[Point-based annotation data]
* START *
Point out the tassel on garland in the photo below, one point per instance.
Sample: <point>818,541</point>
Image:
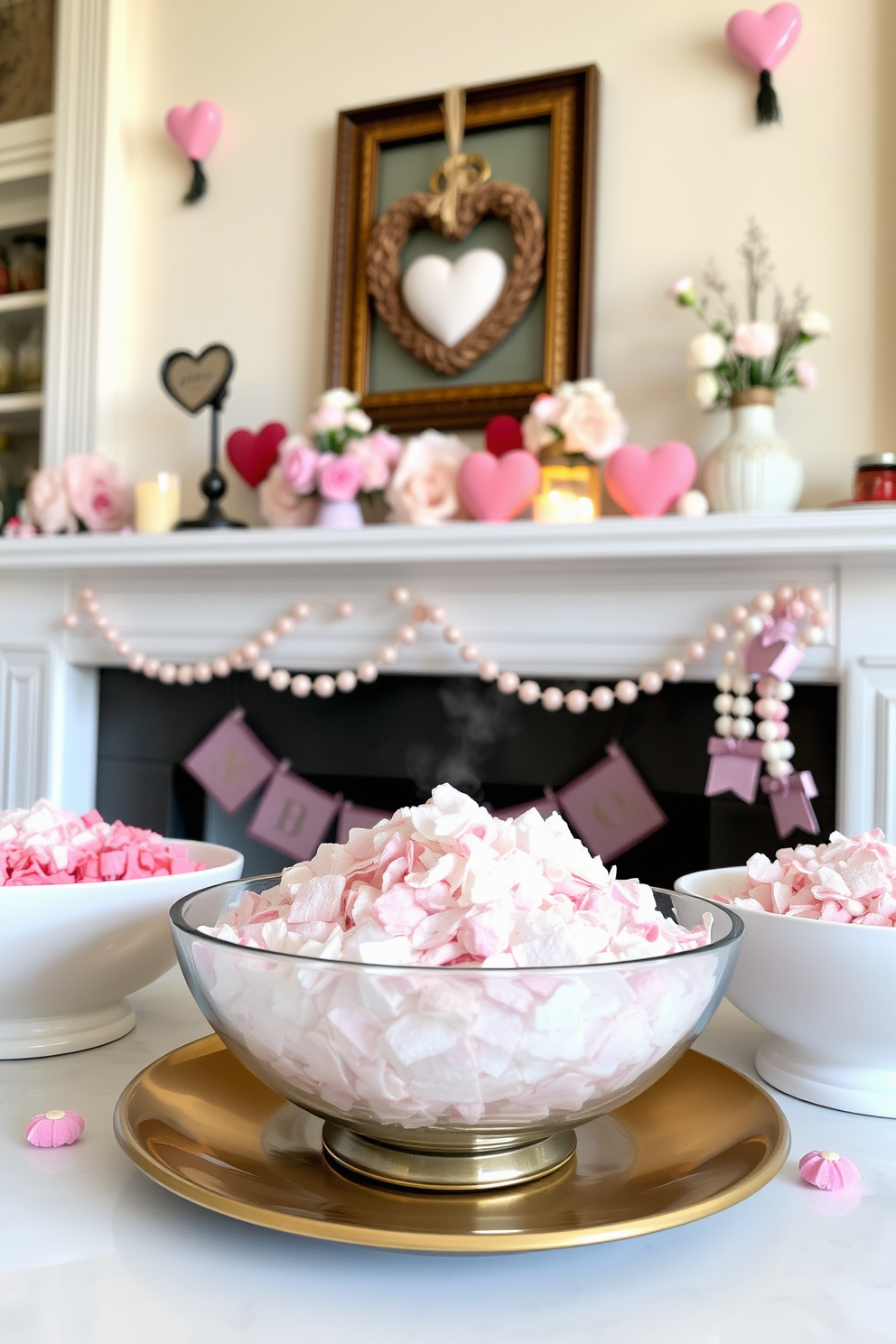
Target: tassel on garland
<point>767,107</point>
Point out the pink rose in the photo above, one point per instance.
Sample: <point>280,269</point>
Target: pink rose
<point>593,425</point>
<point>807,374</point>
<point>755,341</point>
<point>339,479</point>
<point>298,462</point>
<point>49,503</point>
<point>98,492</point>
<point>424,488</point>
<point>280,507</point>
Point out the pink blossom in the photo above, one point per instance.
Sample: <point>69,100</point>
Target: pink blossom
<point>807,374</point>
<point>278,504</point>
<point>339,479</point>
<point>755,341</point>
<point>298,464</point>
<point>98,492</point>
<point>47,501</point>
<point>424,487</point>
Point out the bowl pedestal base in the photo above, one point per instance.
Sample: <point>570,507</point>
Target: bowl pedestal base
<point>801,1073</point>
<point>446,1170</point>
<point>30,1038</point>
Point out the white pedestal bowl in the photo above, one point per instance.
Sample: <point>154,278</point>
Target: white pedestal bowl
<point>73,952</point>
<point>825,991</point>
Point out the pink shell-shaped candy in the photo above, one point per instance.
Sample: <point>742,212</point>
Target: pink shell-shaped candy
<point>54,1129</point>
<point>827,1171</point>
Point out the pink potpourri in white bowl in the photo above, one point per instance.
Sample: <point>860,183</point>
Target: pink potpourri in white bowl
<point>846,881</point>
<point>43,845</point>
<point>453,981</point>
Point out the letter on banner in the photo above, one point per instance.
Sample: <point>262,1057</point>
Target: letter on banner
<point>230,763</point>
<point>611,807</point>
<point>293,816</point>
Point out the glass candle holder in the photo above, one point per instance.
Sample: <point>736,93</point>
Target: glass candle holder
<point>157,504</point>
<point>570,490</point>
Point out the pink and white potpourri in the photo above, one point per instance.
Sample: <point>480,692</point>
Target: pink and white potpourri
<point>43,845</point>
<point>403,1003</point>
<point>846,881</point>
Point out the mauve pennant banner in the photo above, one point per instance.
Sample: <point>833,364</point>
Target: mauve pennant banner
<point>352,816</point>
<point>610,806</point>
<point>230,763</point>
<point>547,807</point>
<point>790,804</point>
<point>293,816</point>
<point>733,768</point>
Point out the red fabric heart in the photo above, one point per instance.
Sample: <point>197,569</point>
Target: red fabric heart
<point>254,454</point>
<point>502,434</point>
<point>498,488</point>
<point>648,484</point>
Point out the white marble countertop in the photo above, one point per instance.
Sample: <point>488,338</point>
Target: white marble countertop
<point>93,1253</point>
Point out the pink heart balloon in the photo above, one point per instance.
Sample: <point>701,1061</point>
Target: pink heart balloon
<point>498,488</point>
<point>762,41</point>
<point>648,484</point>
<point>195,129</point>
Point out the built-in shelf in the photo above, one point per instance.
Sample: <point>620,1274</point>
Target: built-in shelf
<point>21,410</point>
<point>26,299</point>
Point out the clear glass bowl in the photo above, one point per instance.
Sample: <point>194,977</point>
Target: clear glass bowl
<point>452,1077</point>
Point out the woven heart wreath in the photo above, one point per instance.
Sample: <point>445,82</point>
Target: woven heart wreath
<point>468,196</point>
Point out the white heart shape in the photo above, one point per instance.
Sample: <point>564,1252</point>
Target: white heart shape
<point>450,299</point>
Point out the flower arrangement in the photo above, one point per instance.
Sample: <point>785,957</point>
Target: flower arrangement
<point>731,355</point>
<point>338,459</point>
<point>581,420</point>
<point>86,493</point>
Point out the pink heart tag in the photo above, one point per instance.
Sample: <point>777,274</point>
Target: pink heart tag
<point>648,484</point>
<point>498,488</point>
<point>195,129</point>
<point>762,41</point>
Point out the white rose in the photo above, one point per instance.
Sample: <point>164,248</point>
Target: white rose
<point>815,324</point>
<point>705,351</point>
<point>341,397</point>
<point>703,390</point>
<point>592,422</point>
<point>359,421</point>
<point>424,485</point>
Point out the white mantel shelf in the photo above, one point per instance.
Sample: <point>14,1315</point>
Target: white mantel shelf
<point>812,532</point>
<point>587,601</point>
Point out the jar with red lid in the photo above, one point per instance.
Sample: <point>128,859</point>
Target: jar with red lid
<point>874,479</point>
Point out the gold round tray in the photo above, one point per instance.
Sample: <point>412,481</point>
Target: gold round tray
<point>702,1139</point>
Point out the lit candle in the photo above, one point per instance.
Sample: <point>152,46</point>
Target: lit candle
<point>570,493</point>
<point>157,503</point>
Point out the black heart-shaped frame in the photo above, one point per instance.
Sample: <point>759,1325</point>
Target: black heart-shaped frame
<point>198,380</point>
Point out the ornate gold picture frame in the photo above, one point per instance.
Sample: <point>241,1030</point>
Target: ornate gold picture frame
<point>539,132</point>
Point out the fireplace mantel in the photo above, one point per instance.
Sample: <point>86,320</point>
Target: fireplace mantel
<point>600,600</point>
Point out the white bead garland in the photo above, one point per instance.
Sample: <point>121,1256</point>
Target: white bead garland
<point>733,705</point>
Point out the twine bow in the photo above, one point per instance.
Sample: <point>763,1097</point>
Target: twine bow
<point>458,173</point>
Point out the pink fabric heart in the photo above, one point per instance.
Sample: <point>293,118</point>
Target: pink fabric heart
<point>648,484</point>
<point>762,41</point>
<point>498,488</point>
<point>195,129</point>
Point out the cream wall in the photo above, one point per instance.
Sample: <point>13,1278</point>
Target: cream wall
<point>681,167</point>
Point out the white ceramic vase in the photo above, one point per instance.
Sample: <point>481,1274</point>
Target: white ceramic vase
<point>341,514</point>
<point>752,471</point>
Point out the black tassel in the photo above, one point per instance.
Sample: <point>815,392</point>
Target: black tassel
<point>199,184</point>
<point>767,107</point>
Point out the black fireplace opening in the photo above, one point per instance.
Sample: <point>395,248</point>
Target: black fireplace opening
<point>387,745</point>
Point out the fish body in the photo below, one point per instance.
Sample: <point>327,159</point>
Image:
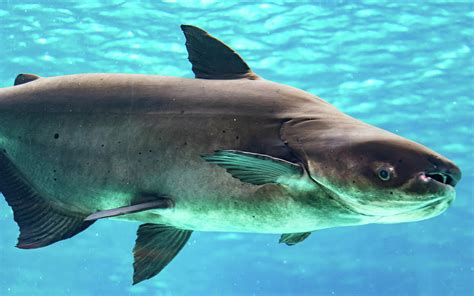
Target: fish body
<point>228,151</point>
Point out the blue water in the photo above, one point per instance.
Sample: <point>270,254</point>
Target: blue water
* END *
◆ **AIM OF THE EXERCISE**
Give the stretch of the material from the line containing "Point out the cream" through the line containing "<point>387,745</point>" as a JSON list of strings, one string per line, leaving out blank lines.

◆ **FINISHED ANSWER**
[
  "Point out the cream wall in the photo above, one point per instance.",
  "Sample: <point>13,1278</point>",
  "Target: cream wall",
  "<point>681,167</point>",
  "Point out the white ceramic vase in the photo above, one point per instance.",
  "Sample: <point>481,1274</point>",
  "Target: white ceramic vase",
  "<point>341,514</point>",
  "<point>752,471</point>",
  "Point out the black tassel in the photo above, one point per instance.",
  "Sample: <point>815,392</point>",
  "Target: black tassel",
  "<point>199,184</point>",
  "<point>767,107</point>",
  "Point out the black fireplace opening in the photo above, one point per instance.",
  "Sample: <point>395,248</point>",
  "Target: black fireplace opening",
  "<point>387,745</point>"
]